• **Spatial localization data**:

"""

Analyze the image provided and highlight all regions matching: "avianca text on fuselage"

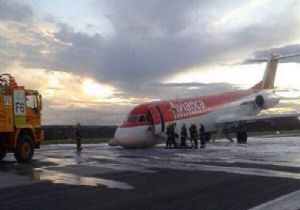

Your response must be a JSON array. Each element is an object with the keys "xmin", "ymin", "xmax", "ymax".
[{"xmin": 170, "ymin": 100, "xmax": 206, "ymax": 118}]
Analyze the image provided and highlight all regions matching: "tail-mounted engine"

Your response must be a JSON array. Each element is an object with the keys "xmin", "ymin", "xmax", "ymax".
[{"xmin": 255, "ymin": 92, "xmax": 280, "ymax": 109}]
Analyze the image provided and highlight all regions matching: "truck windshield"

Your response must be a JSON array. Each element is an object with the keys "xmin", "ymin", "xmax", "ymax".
[{"xmin": 26, "ymin": 95, "xmax": 37, "ymax": 109}]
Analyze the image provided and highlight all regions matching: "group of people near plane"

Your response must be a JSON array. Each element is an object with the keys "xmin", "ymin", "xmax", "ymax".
[{"xmin": 166, "ymin": 122, "xmax": 207, "ymax": 149}]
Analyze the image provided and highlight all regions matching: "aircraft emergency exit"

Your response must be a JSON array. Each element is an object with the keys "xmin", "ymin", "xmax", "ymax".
[{"xmin": 110, "ymin": 54, "xmax": 300, "ymax": 148}]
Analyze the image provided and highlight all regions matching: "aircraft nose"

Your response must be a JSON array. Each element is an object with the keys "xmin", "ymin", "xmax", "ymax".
[
  {"xmin": 114, "ymin": 127, "xmax": 140, "ymax": 148},
  {"xmin": 113, "ymin": 126, "xmax": 156, "ymax": 148},
  {"xmin": 114, "ymin": 127, "xmax": 129, "ymax": 145}
]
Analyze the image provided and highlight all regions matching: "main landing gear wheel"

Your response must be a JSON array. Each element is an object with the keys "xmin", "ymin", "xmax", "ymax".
[
  {"xmin": 0, "ymin": 147, "xmax": 7, "ymax": 161},
  {"xmin": 236, "ymin": 132, "xmax": 247, "ymax": 144},
  {"xmin": 14, "ymin": 135, "xmax": 34, "ymax": 162}
]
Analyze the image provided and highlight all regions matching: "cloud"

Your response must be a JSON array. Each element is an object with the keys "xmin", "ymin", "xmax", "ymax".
[
  {"xmin": 154, "ymin": 82, "xmax": 237, "ymax": 88},
  {"xmin": 45, "ymin": 0, "xmax": 300, "ymax": 91},
  {"xmin": 103, "ymin": 0, "xmax": 202, "ymax": 35},
  {"xmin": 0, "ymin": 0, "xmax": 33, "ymax": 21},
  {"xmin": 119, "ymin": 82, "xmax": 237, "ymax": 101},
  {"xmin": 43, "ymin": 100, "xmax": 130, "ymax": 125},
  {"xmin": 2, "ymin": 0, "xmax": 300, "ymax": 92},
  {"xmin": 1, "ymin": 0, "xmax": 300, "ymax": 124},
  {"xmin": 0, "ymin": 67, "xmax": 139, "ymax": 124}
]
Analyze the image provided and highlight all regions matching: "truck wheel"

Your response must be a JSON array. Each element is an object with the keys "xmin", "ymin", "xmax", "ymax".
[
  {"xmin": 14, "ymin": 135, "xmax": 34, "ymax": 162},
  {"xmin": 0, "ymin": 147, "xmax": 6, "ymax": 161}
]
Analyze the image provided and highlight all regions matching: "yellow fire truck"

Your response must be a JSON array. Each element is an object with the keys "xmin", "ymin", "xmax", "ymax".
[{"xmin": 0, "ymin": 74, "xmax": 43, "ymax": 162}]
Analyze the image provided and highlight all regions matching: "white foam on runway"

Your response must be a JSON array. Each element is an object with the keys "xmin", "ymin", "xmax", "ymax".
[
  {"xmin": 37, "ymin": 137, "xmax": 300, "ymax": 182},
  {"xmin": 4, "ymin": 136, "xmax": 300, "ymax": 192}
]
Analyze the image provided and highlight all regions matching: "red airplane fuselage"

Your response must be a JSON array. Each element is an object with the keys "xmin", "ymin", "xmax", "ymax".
[
  {"xmin": 111, "ymin": 54, "xmax": 294, "ymax": 148},
  {"xmin": 113, "ymin": 89, "xmax": 263, "ymax": 148}
]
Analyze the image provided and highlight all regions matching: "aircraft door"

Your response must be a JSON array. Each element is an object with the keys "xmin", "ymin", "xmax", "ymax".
[{"xmin": 149, "ymin": 106, "xmax": 163, "ymax": 135}]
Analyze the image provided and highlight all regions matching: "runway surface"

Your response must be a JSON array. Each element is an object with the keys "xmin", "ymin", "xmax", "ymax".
[{"xmin": 1, "ymin": 136, "xmax": 300, "ymax": 210}]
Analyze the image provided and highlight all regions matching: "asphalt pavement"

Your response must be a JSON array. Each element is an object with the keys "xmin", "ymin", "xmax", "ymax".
[{"xmin": 1, "ymin": 136, "xmax": 300, "ymax": 210}]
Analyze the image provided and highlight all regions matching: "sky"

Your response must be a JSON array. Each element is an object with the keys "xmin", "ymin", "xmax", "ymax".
[{"xmin": 0, "ymin": 0, "xmax": 300, "ymax": 125}]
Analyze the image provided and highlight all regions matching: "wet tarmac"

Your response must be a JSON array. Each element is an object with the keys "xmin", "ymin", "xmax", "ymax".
[{"xmin": 1, "ymin": 136, "xmax": 300, "ymax": 210}]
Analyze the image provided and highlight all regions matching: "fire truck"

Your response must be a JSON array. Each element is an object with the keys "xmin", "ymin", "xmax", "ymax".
[{"xmin": 0, "ymin": 74, "xmax": 43, "ymax": 162}]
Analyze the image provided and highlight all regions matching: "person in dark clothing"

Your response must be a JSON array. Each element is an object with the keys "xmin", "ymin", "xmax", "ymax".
[
  {"xmin": 172, "ymin": 123, "xmax": 178, "ymax": 148},
  {"xmin": 236, "ymin": 123, "xmax": 247, "ymax": 143},
  {"xmin": 199, "ymin": 123, "xmax": 206, "ymax": 149},
  {"xmin": 189, "ymin": 124, "xmax": 198, "ymax": 148},
  {"xmin": 180, "ymin": 124, "xmax": 187, "ymax": 148},
  {"xmin": 166, "ymin": 123, "xmax": 177, "ymax": 149},
  {"xmin": 74, "ymin": 122, "xmax": 82, "ymax": 152},
  {"xmin": 166, "ymin": 124, "xmax": 172, "ymax": 149}
]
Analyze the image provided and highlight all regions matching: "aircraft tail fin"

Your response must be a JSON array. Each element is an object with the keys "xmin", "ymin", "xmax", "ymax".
[{"xmin": 250, "ymin": 53, "xmax": 300, "ymax": 90}]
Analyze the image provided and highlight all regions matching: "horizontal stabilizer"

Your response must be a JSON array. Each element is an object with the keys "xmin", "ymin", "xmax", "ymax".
[{"xmin": 278, "ymin": 53, "xmax": 300, "ymax": 60}]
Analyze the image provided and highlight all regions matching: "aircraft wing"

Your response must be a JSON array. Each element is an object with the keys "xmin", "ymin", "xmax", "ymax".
[{"xmin": 216, "ymin": 112, "xmax": 300, "ymax": 131}]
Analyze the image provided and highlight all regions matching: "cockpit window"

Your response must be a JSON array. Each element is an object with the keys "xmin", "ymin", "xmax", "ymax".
[
  {"xmin": 125, "ymin": 114, "xmax": 149, "ymax": 122},
  {"xmin": 127, "ymin": 115, "xmax": 139, "ymax": 122}
]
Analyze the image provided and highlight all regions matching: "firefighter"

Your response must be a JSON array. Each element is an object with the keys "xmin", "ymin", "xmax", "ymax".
[
  {"xmin": 74, "ymin": 122, "xmax": 82, "ymax": 152},
  {"xmin": 189, "ymin": 123, "xmax": 198, "ymax": 148},
  {"xmin": 180, "ymin": 123, "xmax": 187, "ymax": 148},
  {"xmin": 236, "ymin": 123, "xmax": 247, "ymax": 144},
  {"xmin": 171, "ymin": 123, "xmax": 178, "ymax": 148},
  {"xmin": 166, "ymin": 123, "xmax": 172, "ymax": 149},
  {"xmin": 199, "ymin": 123, "xmax": 206, "ymax": 149},
  {"xmin": 166, "ymin": 123, "xmax": 178, "ymax": 149}
]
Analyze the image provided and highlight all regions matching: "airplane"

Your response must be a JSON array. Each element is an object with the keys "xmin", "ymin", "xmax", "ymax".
[{"xmin": 109, "ymin": 54, "xmax": 300, "ymax": 148}]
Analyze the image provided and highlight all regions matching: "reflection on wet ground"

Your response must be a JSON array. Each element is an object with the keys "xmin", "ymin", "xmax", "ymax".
[
  {"xmin": 1, "ymin": 136, "xmax": 300, "ymax": 189},
  {"xmin": 0, "ymin": 152, "xmax": 135, "ymax": 190},
  {"xmin": 33, "ymin": 168, "xmax": 133, "ymax": 189}
]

"""

Every line in the data that holds the string "wheel" should be copied.

• **SOLUTION FOR THIS TASK**:
Analyze the image provided and highlight all regions matching: "main landing gear wheel"
Analyze the image provided and highlight all regions matching: "truck wheel"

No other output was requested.